**WORK REQUEST:** Without including any image, repeat every record exactly.

*** Opening of DATA FOR THIS TASK ***

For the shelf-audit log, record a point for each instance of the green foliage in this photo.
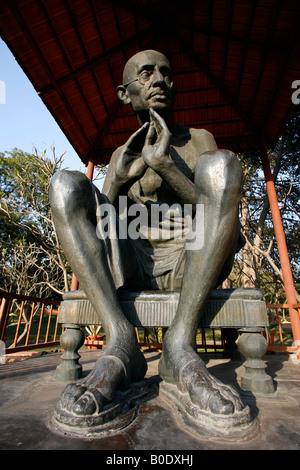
(262, 269)
(31, 259)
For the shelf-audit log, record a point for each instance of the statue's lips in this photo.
(158, 94)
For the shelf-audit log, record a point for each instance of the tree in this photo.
(31, 260)
(258, 264)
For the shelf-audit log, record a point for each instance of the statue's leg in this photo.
(74, 202)
(218, 180)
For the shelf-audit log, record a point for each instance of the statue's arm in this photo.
(126, 166)
(158, 157)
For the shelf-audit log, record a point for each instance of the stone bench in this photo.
(239, 309)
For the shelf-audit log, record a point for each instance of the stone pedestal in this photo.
(254, 346)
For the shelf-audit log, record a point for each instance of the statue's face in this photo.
(148, 82)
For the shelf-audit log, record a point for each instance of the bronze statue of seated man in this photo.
(161, 163)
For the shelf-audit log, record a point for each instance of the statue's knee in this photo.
(219, 170)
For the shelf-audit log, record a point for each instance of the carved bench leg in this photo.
(71, 340)
(230, 335)
(253, 346)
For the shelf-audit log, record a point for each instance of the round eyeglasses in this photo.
(143, 79)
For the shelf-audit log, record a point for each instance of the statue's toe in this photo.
(89, 403)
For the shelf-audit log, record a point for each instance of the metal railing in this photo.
(28, 322)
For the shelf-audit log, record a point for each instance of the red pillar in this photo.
(282, 249)
(89, 174)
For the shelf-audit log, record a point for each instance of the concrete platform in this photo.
(29, 393)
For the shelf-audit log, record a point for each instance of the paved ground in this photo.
(29, 393)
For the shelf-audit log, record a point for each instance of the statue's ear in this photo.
(123, 95)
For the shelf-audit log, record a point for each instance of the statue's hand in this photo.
(156, 151)
(130, 165)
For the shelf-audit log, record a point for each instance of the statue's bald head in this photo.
(138, 59)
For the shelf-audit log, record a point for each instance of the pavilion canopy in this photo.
(233, 61)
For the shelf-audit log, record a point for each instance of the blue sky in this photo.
(25, 122)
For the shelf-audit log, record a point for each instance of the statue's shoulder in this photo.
(202, 139)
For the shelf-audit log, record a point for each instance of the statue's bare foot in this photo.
(183, 368)
(114, 370)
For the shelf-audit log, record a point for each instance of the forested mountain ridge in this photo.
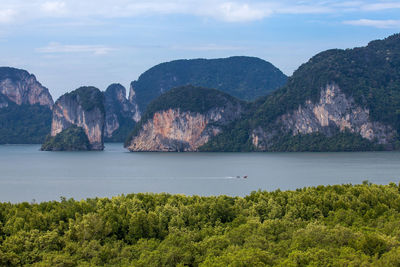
(340, 225)
(352, 93)
(84, 109)
(183, 119)
(243, 77)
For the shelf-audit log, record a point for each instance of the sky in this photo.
(71, 43)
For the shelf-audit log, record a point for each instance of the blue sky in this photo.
(70, 43)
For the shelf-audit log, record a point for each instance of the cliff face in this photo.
(243, 77)
(175, 130)
(84, 108)
(334, 111)
(21, 87)
(119, 111)
(184, 119)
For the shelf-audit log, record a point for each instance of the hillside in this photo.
(340, 225)
(243, 77)
(183, 118)
(353, 91)
(82, 109)
(25, 108)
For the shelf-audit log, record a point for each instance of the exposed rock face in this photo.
(84, 108)
(176, 130)
(3, 101)
(133, 101)
(118, 109)
(21, 87)
(333, 111)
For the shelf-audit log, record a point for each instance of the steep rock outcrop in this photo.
(84, 108)
(3, 101)
(184, 119)
(334, 111)
(21, 87)
(121, 114)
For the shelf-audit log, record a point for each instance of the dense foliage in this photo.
(88, 97)
(118, 106)
(185, 98)
(12, 73)
(341, 225)
(243, 77)
(370, 75)
(25, 124)
(73, 138)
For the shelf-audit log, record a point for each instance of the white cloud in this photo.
(381, 6)
(54, 48)
(234, 12)
(223, 10)
(374, 23)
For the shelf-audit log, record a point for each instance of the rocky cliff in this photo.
(3, 101)
(243, 77)
(340, 100)
(84, 108)
(184, 119)
(121, 114)
(21, 87)
(332, 113)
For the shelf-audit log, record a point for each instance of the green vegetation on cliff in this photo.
(25, 124)
(341, 225)
(370, 75)
(243, 77)
(73, 138)
(186, 98)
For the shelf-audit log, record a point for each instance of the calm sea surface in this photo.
(28, 174)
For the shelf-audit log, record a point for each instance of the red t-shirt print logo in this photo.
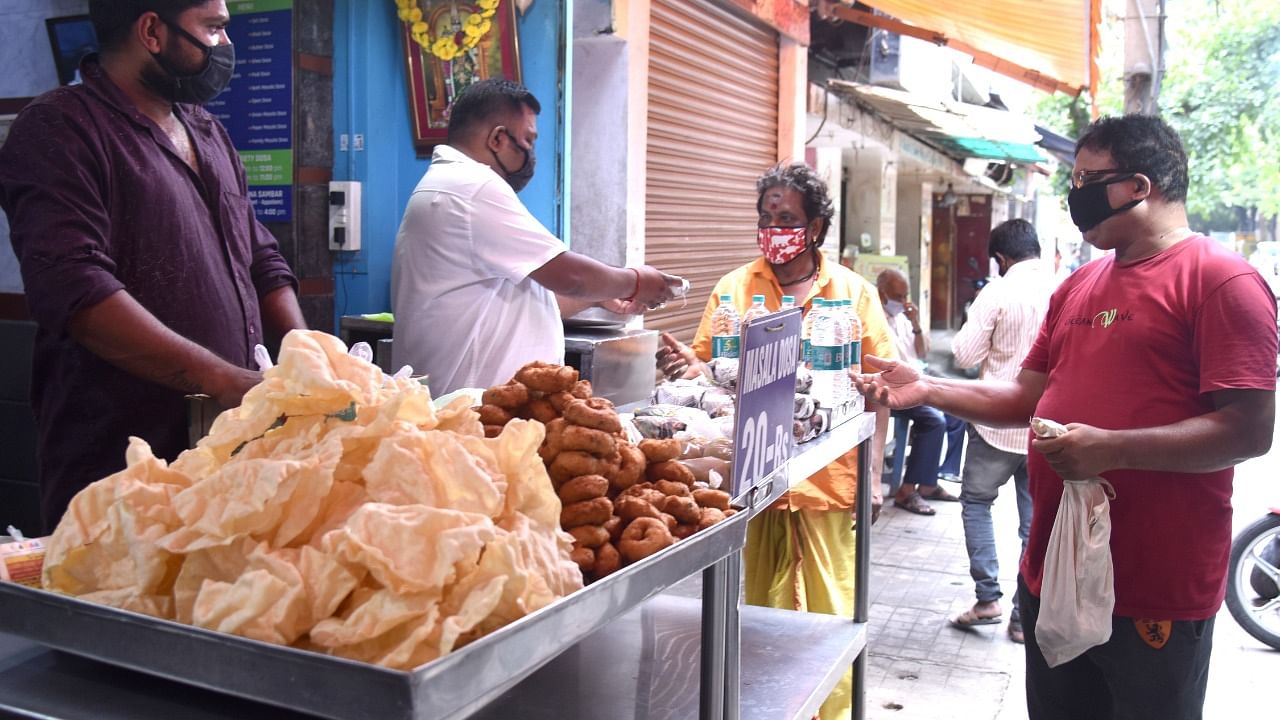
(1106, 318)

*** Close of DATA FOR THIS TASK ***

**RESPONSE TO THIS TASK:**
For the shelf-audit log, record a point for each instance of the green foliage in this photo.
(262, 269)
(31, 259)
For the shelf-audit log, record a point for each instance of the statue's lips in this photo.
(158, 94)
For the shelf-audit log, record a point for each instance of the tree in this photo.
(31, 260)
(258, 264)
For the shelf-audit log, record a point for each instance of the statue's leg in this photo.
(74, 202)
(218, 180)
For the shelf-audit log, record a point for each instance of the statue's arm in this photo.
(126, 166)
(158, 157)
For the shelf-audit log, record a point for each instance of the stone bench in this photo.
(239, 309)
For the shelf-audit log, record a point for each instance of the stone pedestal in this photo.
(254, 346)
For the shelf-audit log, record a point for each instance of the statue's face in this photo.
(148, 82)
For the shelf-audit log, record a point for each instance of the bronze statue of seated man in this photo.
(161, 163)
For the shelf-audit log, record a point for each instance of the statue's knee in this photo.
(219, 170)
For the shelf-audit log, record a point for each instance of the carved bench leg in this photo.
(71, 340)
(230, 335)
(253, 346)
For the shelf-audit log, record a point for each instance of the round eyeglasses in this photo.
(143, 79)
For the shelf-audit log, record a point for each instance of the statue's toe in this photo.
(89, 403)
For the shelf-audit log, record a point for each instance of the metal railing in this photo.
(28, 322)
For the shelf-audit log, record a point for each instance of the red pillar in this photo.
(282, 249)
(89, 174)
For the shelf-audit log, record a point for each instance of the concrete platform in this photo.
(29, 393)
For the shelf-audit log, record a point for each instance of the paved ground in this photo.
(29, 393)
For the shelf-audit log, record a point for each instance of the statue's ear in this photo.
(123, 95)
For the shelf-audit log, record a point for each instance of the statue's hand in this photo.
(156, 151)
(130, 165)
For the shelf-audit log, record a point for each instance of the statue's bald head in this photo.
(138, 59)
For the shelf-audit log, record a point for each instance of the pavilion canopy in this photo.
(233, 61)
For the shelf-audit log, record a point for each instance of the blue sky in this photo.
(25, 122)
For the shelf-audit log, record a point for each instance of the statue's shoulder in this photo.
(202, 139)
For the shelf-audit log, record a point for each instance of the statue's bare foot in this photo.
(183, 368)
(114, 370)
For the shelf-audit log, record a point for each instance of the forested mountain ridge in this photo.
(340, 225)
(352, 93)
(84, 109)
(183, 119)
(243, 77)
For the shelf-audit log, record a point for each instance of the sky in this photo.
(71, 43)
For the shelf-audit log, record a point for each instance of the blue sky in this photo.
(70, 43)
For the shelf-audit log, record a point for each instance of the cliff face in this photo.
(243, 77)
(175, 130)
(84, 108)
(334, 111)
(21, 87)
(119, 111)
(184, 119)
For the shelf-audit log, record a point for each instance of the hillside in this photo.
(340, 225)
(243, 77)
(183, 118)
(353, 91)
(82, 109)
(25, 108)
For the shelf-audit log, record a point for each instance of the exposed rock face in this photo.
(84, 108)
(176, 130)
(3, 101)
(133, 101)
(118, 109)
(21, 87)
(333, 111)
For the shelf-audit log, record a point for each instance of the steep rock outcrop in this photo.
(84, 108)
(3, 101)
(184, 119)
(334, 111)
(21, 87)
(121, 114)
For the shelf-audit log, record a point for each instance of the dense foliage in this photo.
(88, 97)
(118, 106)
(185, 98)
(12, 73)
(341, 225)
(243, 77)
(370, 75)
(25, 124)
(73, 138)
For the shelf-audit log, record a point for each instance of the white cloud in this photo.
(381, 6)
(54, 48)
(234, 12)
(223, 10)
(374, 23)
For the shelf-audit log, record a point for each instance of the rocky cliff in this photo.
(3, 101)
(243, 77)
(340, 100)
(84, 108)
(184, 119)
(121, 114)
(21, 87)
(332, 113)
For the shelf-audit log, record a point for each instance of the green vegetation on cliff in this photo.
(25, 124)
(341, 225)
(370, 75)
(243, 77)
(73, 138)
(186, 98)
For the shelf-audit log, record a point for each instance of the calm sea surface in this photo.
(28, 174)
For the shelf-audit log, record a point for each instance of the red t-shirt print logo in this photo.
(1106, 318)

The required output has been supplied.